→ **USING THE INFORMATION**:
1. Reproduce everything in the biography of Guillermo Carnero Hoke from "Guillermo Carnero Hoke (Note: Sometimes" down to "he re-joined APRA.", word for word.
2. According to the biography of Guillermo Carnero Hoke, which two poetry books did he publish while he belonged to The Poets of the People?

→ **PASSAGE TO READ**:
%%
= Guillermo Carnero Hoke =

Guillermo Carnero Hoke (Note: Sometimes spelled Hocke) (June 17, 1917 – March 31, 1985) was a Peruvian writer and political revolutionary, and an activist for the Indigenous peoples in Peru.

== Early life ==
Carnero Hocke was born in Piura, Peru, on June 17, 1917, to a Peruvian father and an Irish mother. He grew up in Talara, where he joined the American Popular Revolutionary Alliance (APRA) in 1931 at the age of 14. In 1933 he travelled to Lima and joined the Communist Youth. He remained a communist until 1939, when he re-joined APRA.

== Early activism and first exile ==
From 1944–1947, he was a member of a student group affiliated with APRA called The Poets of the People (Los Poetas Del Pueblo). Other members included his brother-in-law Gustavo Valcárcel, Eduardo Jibaja, Julio Garrido Malaver, Mario Florian, Felipe Arias-Larreta, Abraham Arias-Larreta, Luis Carnero Checa, Antenor Samaniego, Ricardo Tello Neira, Juan Gonzalo Rose, Manuel Scorza, Alberto Valencia and Felipe Neira. During this time, he published two poetry books, Epopeya to Atahualpa (1944) and Agrocantos (1945).
%%
→ **INFORMATION PROVIDED**:
%%
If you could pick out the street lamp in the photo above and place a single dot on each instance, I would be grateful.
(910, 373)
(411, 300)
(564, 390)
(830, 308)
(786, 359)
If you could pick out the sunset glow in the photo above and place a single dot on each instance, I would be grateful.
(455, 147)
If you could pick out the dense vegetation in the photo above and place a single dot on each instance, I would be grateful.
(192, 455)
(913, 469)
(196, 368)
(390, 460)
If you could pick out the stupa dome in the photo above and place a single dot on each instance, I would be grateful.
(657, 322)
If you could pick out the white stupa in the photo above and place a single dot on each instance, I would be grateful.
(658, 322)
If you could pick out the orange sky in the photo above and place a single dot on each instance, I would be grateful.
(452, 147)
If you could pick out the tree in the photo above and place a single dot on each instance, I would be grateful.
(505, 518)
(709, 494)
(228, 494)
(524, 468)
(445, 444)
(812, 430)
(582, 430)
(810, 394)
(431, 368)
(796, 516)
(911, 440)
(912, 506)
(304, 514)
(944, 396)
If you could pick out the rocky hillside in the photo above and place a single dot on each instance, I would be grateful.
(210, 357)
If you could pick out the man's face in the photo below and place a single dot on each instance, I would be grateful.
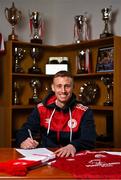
(63, 87)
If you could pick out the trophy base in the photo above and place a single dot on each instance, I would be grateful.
(34, 70)
(36, 41)
(108, 103)
(33, 101)
(105, 35)
(13, 37)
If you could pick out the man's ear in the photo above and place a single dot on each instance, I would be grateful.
(52, 87)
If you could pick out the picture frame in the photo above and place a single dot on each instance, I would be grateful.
(105, 59)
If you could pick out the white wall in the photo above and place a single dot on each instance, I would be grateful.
(59, 18)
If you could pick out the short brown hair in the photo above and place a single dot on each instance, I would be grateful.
(63, 74)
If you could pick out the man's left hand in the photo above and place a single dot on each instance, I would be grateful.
(66, 151)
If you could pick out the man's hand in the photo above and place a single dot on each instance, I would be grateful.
(66, 151)
(29, 143)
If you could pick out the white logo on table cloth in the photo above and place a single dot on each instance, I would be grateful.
(99, 163)
(72, 123)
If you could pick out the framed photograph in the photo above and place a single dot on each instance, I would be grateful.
(105, 60)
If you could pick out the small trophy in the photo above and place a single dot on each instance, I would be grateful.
(19, 54)
(35, 85)
(83, 62)
(17, 89)
(80, 28)
(36, 54)
(36, 27)
(108, 82)
(13, 16)
(106, 13)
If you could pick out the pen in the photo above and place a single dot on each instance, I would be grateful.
(30, 134)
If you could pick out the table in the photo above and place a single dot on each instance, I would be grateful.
(45, 172)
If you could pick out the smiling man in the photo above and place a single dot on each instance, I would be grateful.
(62, 122)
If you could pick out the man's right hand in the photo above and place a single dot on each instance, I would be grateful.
(29, 143)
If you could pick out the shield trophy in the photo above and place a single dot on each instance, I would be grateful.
(36, 27)
(13, 15)
(106, 16)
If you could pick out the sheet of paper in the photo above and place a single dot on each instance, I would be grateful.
(36, 154)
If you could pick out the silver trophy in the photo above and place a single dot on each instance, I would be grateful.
(19, 54)
(106, 16)
(36, 54)
(35, 85)
(108, 82)
(36, 27)
(81, 28)
(13, 16)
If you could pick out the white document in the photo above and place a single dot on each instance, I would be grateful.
(37, 154)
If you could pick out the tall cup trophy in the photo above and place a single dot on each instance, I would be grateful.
(19, 54)
(36, 54)
(17, 91)
(80, 28)
(35, 85)
(106, 16)
(36, 27)
(108, 82)
(13, 16)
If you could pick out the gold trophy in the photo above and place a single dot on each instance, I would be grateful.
(36, 27)
(36, 53)
(35, 85)
(13, 16)
(106, 13)
(19, 54)
(108, 82)
(81, 28)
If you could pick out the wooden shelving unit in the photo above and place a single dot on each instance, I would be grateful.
(107, 118)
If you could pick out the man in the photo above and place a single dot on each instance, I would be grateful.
(62, 122)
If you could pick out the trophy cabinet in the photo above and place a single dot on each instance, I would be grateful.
(20, 86)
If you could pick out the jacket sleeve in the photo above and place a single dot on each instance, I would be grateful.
(87, 133)
(32, 123)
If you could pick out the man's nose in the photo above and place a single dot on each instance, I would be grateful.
(63, 88)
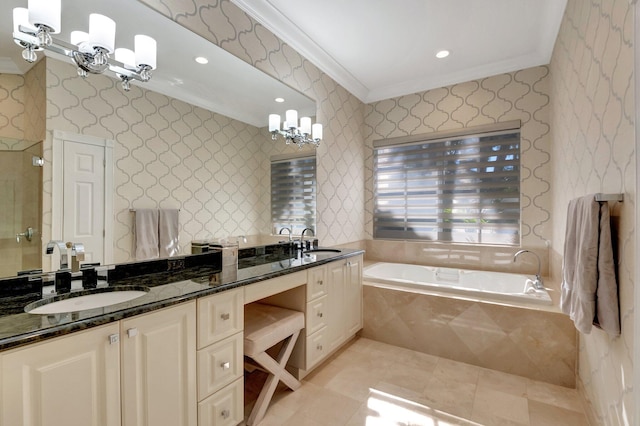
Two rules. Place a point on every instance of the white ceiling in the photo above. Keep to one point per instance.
(378, 49)
(226, 85)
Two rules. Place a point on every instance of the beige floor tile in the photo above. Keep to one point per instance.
(503, 382)
(500, 407)
(373, 384)
(451, 396)
(449, 370)
(542, 414)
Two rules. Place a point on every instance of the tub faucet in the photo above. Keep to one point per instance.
(285, 229)
(51, 245)
(537, 283)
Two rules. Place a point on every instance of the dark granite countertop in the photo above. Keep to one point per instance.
(167, 284)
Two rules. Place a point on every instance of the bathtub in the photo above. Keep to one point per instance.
(488, 286)
(489, 319)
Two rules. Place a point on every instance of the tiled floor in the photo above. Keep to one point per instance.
(371, 383)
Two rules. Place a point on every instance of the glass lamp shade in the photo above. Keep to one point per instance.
(45, 12)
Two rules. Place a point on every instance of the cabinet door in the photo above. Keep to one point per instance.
(353, 295)
(335, 306)
(73, 380)
(159, 368)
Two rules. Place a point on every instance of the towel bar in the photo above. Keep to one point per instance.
(134, 210)
(609, 197)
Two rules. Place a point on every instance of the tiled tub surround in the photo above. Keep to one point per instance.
(195, 276)
(539, 343)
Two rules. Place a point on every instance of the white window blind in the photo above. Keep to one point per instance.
(455, 189)
(293, 194)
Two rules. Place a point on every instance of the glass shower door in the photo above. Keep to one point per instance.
(20, 206)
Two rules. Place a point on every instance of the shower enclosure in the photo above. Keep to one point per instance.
(20, 206)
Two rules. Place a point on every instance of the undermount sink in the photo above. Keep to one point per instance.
(86, 299)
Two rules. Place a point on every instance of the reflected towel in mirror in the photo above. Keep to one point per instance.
(146, 234)
(168, 227)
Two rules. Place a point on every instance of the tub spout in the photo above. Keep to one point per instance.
(537, 283)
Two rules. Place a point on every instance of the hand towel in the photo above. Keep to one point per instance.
(146, 234)
(588, 271)
(168, 228)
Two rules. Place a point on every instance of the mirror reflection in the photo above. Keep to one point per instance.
(191, 140)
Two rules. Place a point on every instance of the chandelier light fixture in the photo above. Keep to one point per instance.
(306, 134)
(33, 26)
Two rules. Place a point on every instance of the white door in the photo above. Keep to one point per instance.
(82, 195)
(83, 205)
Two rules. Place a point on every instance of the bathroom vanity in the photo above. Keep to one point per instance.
(173, 356)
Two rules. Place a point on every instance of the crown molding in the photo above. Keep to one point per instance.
(287, 31)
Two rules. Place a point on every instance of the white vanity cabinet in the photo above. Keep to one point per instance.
(333, 311)
(220, 382)
(78, 379)
(159, 367)
(72, 380)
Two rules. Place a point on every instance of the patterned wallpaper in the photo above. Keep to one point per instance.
(521, 95)
(340, 158)
(12, 96)
(592, 94)
(168, 154)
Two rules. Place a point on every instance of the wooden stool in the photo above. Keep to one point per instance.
(264, 327)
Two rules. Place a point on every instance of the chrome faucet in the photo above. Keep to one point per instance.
(285, 229)
(64, 260)
(313, 234)
(537, 283)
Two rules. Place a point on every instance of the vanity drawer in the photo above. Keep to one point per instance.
(316, 315)
(316, 282)
(317, 347)
(220, 316)
(223, 408)
(219, 364)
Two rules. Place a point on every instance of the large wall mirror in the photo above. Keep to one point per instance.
(193, 138)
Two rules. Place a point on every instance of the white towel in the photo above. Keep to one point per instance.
(168, 232)
(589, 288)
(146, 234)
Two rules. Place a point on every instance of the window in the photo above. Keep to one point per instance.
(293, 193)
(462, 187)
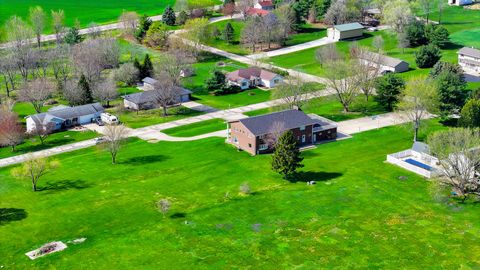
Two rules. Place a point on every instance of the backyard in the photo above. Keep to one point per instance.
(211, 225)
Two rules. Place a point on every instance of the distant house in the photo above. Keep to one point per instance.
(62, 117)
(149, 83)
(345, 31)
(469, 60)
(252, 77)
(264, 5)
(254, 134)
(146, 100)
(385, 63)
(256, 12)
(460, 2)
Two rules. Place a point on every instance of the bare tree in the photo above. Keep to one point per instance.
(340, 78)
(166, 91)
(420, 99)
(378, 43)
(36, 92)
(459, 155)
(286, 21)
(115, 135)
(294, 94)
(58, 18)
(163, 206)
(368, 68)
(11, 131)
(327, 53)
(127, 73)
(37, 19)
(251, 35)
(105, 91)
(34, 168)
(42, 130)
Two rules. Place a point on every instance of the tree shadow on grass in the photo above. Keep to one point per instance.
(11, 214)
(314, 176)
(64, 185)
(142, 160)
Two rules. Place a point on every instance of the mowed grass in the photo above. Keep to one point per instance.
(145, 118)
(329, 107)
(359, 214)
(195, 129)
(86, 11)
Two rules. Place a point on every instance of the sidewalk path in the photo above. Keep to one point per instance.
(295, 48)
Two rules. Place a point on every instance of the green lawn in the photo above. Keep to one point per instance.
(360, 214)
(195, 129)
(86, 11)
(152, 117)
(55, 139)
(330, 108)
(306, 33)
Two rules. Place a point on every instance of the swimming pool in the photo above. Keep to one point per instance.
(418, 164)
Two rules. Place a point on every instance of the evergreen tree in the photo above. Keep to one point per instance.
(147, 68)
(168, 16)
(85, 88)
(216, 82)
(389, 88)
(142, 28)
(72, 36)
(286, 158)
(182, 18)
(228, 33)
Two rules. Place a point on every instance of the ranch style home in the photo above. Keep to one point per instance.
(147, 100)
(253, 77)
(345, 31)
(469, 60)
(62, 117)
(255, 134)
(385, 63)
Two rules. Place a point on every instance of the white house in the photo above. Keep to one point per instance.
(345, 31)
(385, 63)
(460, 2)
(252, 77)
(469, 60)
(62, 117)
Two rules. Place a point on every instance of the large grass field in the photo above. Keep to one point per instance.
(361, 214)
(195, 129)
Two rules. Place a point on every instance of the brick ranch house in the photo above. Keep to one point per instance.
(254, 134)
(252, 77)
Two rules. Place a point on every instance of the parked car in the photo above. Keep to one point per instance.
(109, 119)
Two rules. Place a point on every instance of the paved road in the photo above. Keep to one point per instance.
(295, 48)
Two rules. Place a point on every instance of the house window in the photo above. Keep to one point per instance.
(263, 147)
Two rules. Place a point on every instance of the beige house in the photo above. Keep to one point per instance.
(345, 31)
(469, 60)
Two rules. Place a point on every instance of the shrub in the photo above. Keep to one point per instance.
(427, 56)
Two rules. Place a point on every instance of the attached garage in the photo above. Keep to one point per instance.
(345, 31)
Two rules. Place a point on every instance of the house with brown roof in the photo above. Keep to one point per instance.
(258, 134)
(264, 5)
(469, 60)
(253, 77)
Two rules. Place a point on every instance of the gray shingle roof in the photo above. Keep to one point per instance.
(381, 59)
(348, 26)
(149, 96)
(289, 119)
(470, 52)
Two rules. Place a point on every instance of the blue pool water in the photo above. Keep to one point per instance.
(418, 164)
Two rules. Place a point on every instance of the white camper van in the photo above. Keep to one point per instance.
(109, 119)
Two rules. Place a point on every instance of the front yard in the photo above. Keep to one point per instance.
(361, 212)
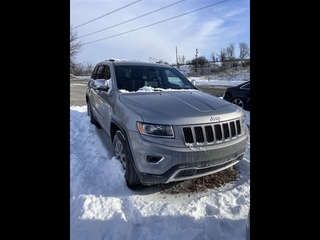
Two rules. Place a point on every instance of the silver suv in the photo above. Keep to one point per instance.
(163, 129)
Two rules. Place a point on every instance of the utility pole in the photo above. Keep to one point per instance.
(177, 57)
(197, 61)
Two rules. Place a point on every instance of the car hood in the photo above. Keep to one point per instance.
(179, 107)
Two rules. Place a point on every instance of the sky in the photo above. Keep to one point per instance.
(102, 207)
(158, 30)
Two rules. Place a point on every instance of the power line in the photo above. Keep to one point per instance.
(107, 14)
(131, 19)
(78, 3)
(154, 23)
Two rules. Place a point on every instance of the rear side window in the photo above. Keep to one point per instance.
(101, 72)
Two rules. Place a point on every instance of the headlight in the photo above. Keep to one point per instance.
(157, 130)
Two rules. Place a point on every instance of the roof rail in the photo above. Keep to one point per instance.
(116, 59)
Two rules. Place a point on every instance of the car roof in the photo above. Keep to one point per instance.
(134, 63)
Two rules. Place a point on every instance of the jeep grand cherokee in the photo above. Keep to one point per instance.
(163, 129)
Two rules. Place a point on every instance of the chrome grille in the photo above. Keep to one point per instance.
(212, 133)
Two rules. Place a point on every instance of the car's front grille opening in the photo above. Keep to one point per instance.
(212, 133)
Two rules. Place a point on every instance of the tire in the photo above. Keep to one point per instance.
(239, 102)
(92, 119)
(122, 152)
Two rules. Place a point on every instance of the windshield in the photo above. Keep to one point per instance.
(143, 78)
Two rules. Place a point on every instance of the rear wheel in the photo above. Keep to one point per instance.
(92, 119)
(122, 153)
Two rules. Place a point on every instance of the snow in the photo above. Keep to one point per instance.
(102, 207)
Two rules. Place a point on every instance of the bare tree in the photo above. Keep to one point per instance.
(214, 59)
(223, 55)
(244, 51)
(75, 48)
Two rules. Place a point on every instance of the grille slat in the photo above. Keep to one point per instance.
(212, 133)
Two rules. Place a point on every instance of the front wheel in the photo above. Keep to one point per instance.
(92, 119)
(122, 152)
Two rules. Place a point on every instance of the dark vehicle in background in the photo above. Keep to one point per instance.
(239, 95)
%%
→ **RESPONSES IN ORDER**:
1.
Guillermo Carnero Hoke (Note: Sometimes spelled Hocke) (June 17, 1917 – March 31, 1985) was a Peruvian writer and political revolutionary, and an activist for the Indigenous peoples in Peru.

== Early life ==
Carnero Hocke was born in Piura, Peru, on June 17, 1917, to a Peruvian father and an Irish mother. He grew up in Talara, where he joined the American Popular Revolutionary Alliance (APRA) in 1931 at the age of 14. In 1933 he travelled to Lima and joined the Communist Youth. He remained a communist until 1939, when he re-joined APRA.

2. Epopeya to Atahualpa (1944) and Agrocantos (1945).